DOCUMENT SECTION =>
Computing inverse temperature upper and lower bounds
Abstract
A computing device including a processor configured to receive an energy function of a combinatorial optimization problem. The processor may be further configured to compute an inverse temperature lower bound, which may include estimating a maximum change in the energy function between successive timesteps. The processor may be further configured to compute an inverse temperature upper bound, which may include estimating a minimum change in the energy function between successive timesteps. The processor may be further configured to compute the solution to the combinatorial optimization problem at least in part by executing a Markov chain Monte Carlo (MCMC) algorithm over the plurality of timesteps. An inverse temperature of the MCMC algorithm may be set to the inverse temperature lower bound during an initial timestep and may be set to the inverse temperature upper bound during a final timestep. The processor may be further configured to output the solution.
Claims
exact text as granted — not AI-modified1 . A computing device comprising:
a processor configured to:
receive an energy function of a combinatorial optimization problem to which a solution is configured to be estimated over a plurality of timesteps;
compute an inverse temperature lower bound for the combinatorial optimization problem, wherein computing the inverse temperature lower bound includes estimating a maximum change in the energy function between successive timesteps of the plurality of timesteps;
compute an inverse temperature upper bound for the combinatorial optimization problem, wherein computing the inverse temperature upper bound includes estimating a minimum change in the energy function between successive timesteps of the plurality of timesteps;
compute the solution to the combinatorial optimization problem at least in part by executing a Markov chain Monte Carlo (MCMC) algorithm over the plurality of timesteps, wherein:
an inverse temperature of the MCMC algorithm is set to the inverse temperature lower bound during an initial timestep of the plurality of timesteps; and
the inverse temperature of the MCMC algorithm is set to the inverse temperature upper bound during a final timestep of the plurality of timesteps; and
output the solution.
2 . The computing device of claim 1 , wherein the processor is configured to estimate the maximum change in the energy function at least in part by computing, over a plurality of variables of the energy function, a maximum of:
a sum of absolute values of respective weights of one or more terms that each have a shared variable of the plurality of variables.
3 . The computing device of claim 1 , wherein the combinatorial optimization problem is an Ising problem.

WORK INSTRUCTION =>
Return, word for word, the passage of the patent text that opens with the words containing "2 . The computing" and closes with "an Ising problem.". The records that follow have no connection to the patent text above.

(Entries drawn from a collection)
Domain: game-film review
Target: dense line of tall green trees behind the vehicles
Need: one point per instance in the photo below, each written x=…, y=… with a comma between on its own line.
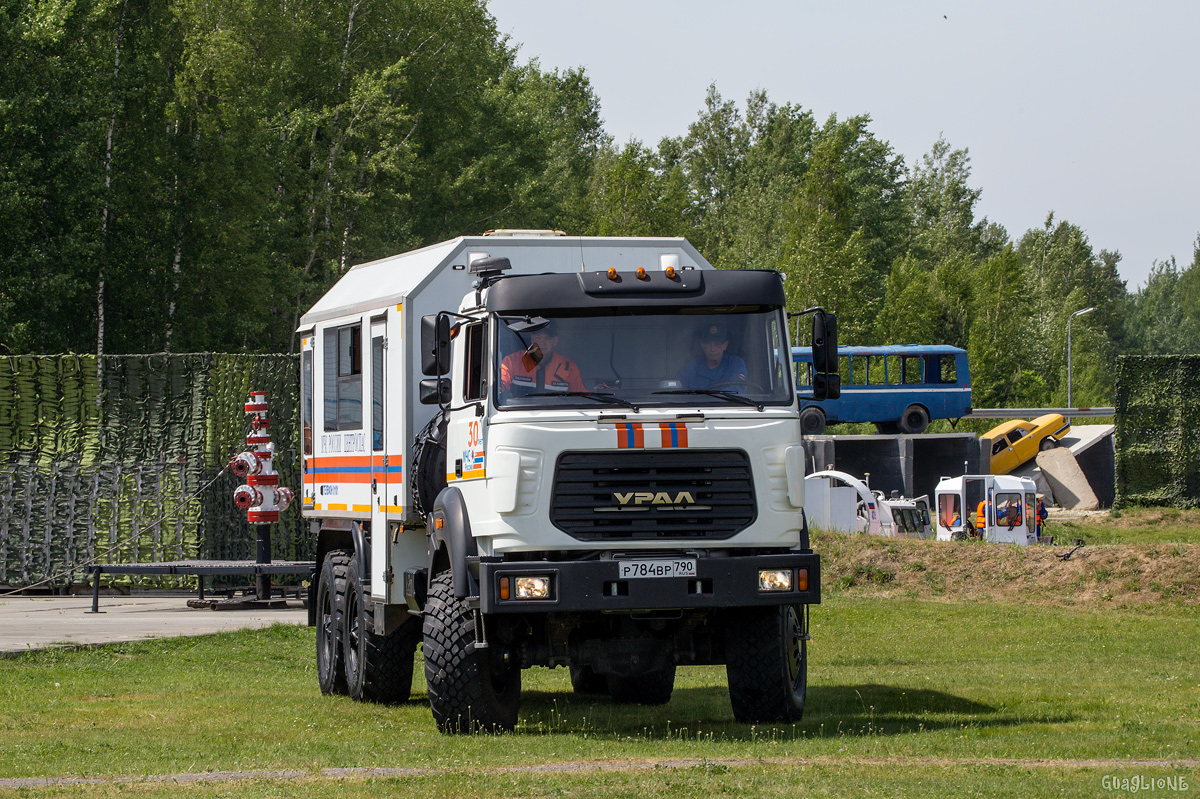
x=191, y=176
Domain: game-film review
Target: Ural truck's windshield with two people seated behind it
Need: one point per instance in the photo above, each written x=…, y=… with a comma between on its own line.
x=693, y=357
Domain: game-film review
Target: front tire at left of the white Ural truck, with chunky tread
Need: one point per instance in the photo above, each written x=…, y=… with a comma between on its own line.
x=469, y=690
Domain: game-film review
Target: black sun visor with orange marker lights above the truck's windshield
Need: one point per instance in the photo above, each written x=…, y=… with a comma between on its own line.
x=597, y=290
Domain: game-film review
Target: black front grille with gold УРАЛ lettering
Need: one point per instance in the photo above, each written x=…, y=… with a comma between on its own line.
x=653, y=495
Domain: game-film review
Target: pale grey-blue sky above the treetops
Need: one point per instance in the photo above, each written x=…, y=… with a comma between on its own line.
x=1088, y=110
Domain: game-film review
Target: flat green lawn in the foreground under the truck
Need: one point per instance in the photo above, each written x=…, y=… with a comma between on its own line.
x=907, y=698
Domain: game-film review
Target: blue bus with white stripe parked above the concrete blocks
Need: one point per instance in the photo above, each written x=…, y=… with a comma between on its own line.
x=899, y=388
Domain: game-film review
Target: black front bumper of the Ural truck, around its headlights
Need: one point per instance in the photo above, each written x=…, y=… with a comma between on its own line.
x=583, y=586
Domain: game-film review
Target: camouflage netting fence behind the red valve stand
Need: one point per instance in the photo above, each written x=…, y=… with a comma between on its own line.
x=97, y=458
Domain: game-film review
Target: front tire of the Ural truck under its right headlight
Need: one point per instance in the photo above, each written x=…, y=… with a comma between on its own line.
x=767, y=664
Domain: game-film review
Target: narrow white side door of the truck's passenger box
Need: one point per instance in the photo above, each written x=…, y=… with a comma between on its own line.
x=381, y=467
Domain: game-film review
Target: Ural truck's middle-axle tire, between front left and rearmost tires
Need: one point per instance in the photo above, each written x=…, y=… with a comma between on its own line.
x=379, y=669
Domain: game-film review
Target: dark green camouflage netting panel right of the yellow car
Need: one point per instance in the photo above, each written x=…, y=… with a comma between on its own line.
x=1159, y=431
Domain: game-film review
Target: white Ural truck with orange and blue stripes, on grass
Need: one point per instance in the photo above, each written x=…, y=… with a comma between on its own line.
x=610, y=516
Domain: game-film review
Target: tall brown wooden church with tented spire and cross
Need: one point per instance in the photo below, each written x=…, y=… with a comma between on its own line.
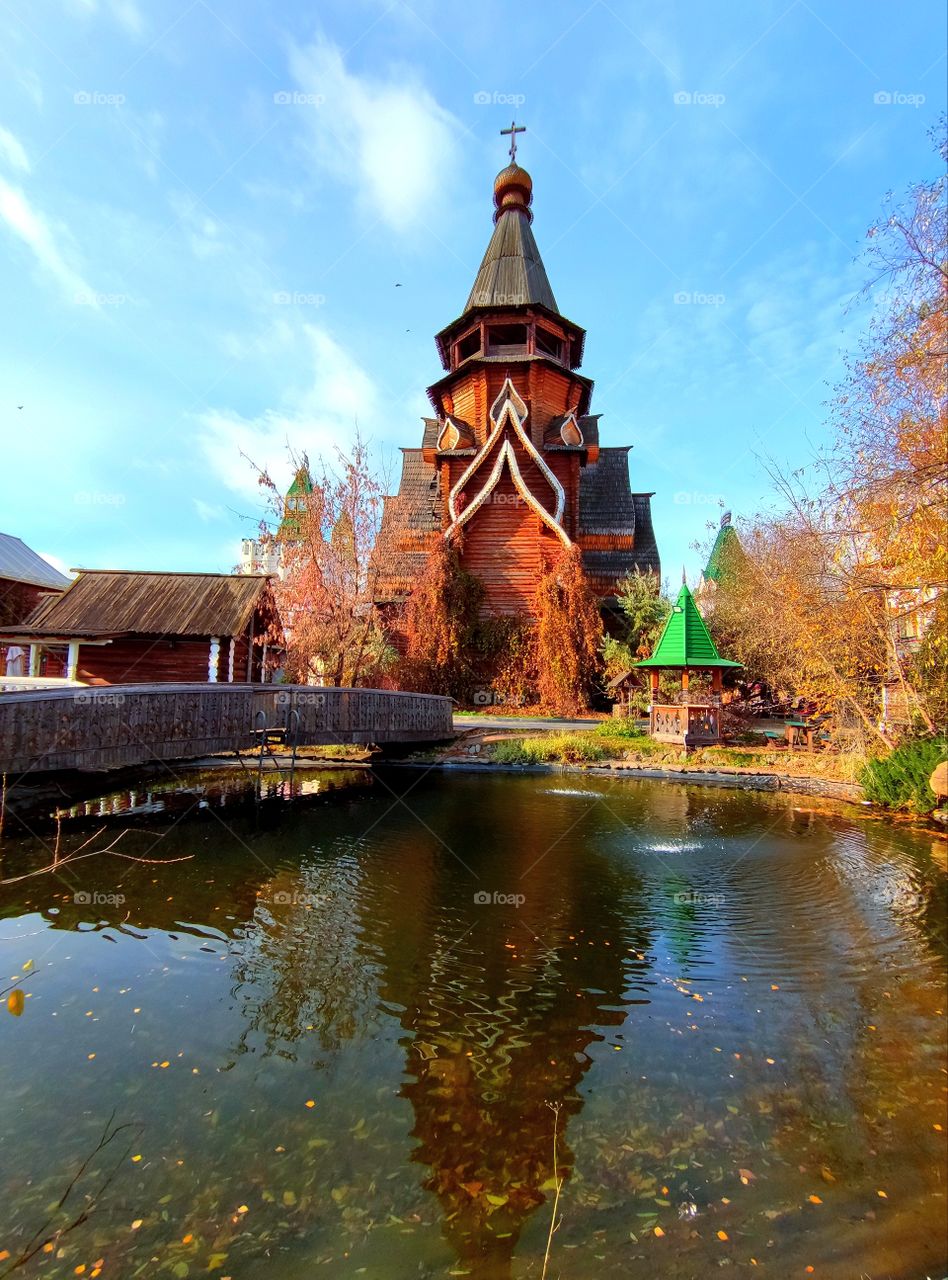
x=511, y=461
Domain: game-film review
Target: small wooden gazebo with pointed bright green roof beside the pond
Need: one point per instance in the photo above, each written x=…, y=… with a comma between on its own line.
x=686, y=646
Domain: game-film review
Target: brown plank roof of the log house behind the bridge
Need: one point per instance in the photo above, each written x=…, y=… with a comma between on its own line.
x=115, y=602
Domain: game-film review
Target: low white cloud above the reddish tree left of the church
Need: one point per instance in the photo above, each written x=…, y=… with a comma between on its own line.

FINISHED EXERCISE =>
2 . The computing device of claim 1 , wherein the processor is configured to estimate the maximum change in the energy function at least in part by computing, over a plurality of variables of the energy function, a maximum of:
a sum of absolute values of respective weights of one or more terms that each have a shared variable of the plurality of variables.
3 . The computing device of claim 1 , wherein the combinatorial optimization problem is an Ising problem.